Work order:
In the column about people in maroon T-shirts, list every place where the writer mentions seeing them.

+++ Provided passage +++

It’s a sight many of us have seen. People clad in maroon T-shirts, standing in the center divider of streets here in Imperial County, holding their plastic jars and going from car to car as traffic waits at a stoplight. They are asking for money.
They are the Army of the Maroon T-Shirt — men and women who have sought aid from charitable organizations, and who now solicit donations.
I don’t give them money when I’m driving, because it is a distraction, and I need to pay attention when I’m behind the wheel.
I almost always give them money if I see them in front of a store, or in a parking lot.
“Don’t you know they’ll just use the money for drugs or booze?” is one common observation from some people I know. So is, “If they need money why don’t they just get a job? — a question we could ask 26.1 percent of adults living here in Imperial County, that is, those among us who are unemployed.
Don’t think for one moment that you or your loved ones are immune to the scourge of homelessness or poverty. A lot of bankruptcies in this country occur because people get sick or injured, and wind up with huge medical bills they can’t pay.

+++ Record excerpts +++

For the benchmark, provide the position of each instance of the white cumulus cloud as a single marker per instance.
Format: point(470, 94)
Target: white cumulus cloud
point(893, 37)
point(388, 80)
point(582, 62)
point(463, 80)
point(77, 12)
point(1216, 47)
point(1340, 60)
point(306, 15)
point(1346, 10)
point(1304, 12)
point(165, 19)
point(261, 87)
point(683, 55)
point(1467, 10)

+++

Exercise result:
- The center divider of streets, at a stoplight
- In front of a store
- In a parking lot